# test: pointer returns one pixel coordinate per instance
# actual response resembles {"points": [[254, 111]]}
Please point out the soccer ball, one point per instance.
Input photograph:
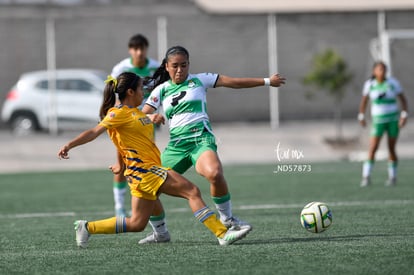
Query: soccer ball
{"points": [[316, 217]]}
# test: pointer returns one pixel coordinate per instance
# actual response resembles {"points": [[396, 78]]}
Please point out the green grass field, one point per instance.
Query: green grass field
{"points": [[372, 231]]}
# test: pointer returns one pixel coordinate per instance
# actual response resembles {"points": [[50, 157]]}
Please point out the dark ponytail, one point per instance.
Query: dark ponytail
{"points": [[161, 75], [119, 86], [379, 63]]}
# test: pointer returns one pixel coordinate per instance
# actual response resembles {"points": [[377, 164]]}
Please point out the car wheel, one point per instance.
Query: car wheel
{"points": [[23, 124]]}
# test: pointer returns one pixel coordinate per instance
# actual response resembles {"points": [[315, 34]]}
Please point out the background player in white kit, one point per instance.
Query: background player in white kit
{"points": [[383, 93], [143, 66], [192, 143]]}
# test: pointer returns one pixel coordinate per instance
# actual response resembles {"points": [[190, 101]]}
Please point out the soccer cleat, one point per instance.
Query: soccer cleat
{"points": [[233, 235], [82, 234], [391, 182], [120, 212], [235, 223], [153, 237], [365, 182]]}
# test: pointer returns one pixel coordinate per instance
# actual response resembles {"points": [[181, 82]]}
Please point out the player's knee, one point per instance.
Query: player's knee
{"points": [[214, 174], [194, 191]]}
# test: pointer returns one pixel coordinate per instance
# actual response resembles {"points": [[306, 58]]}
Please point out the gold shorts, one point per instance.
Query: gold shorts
{"points": [[145, 182]]}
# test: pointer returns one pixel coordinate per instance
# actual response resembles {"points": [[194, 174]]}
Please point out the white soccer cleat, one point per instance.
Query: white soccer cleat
{"points": [[155, 238], [82, 234], [232, 235], [120, 212], [235, 223]]}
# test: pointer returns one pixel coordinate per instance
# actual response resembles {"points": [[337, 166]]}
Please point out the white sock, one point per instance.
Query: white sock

▶ WHAT NEEDS TO BE DONE
In the listing above, find the line with "Please point out the white sock, one" and set down that line and all after it exactly, through the final line.

▶ YOUR SOLUTION
Please point out the white sock, one point per instance.
Query: white sock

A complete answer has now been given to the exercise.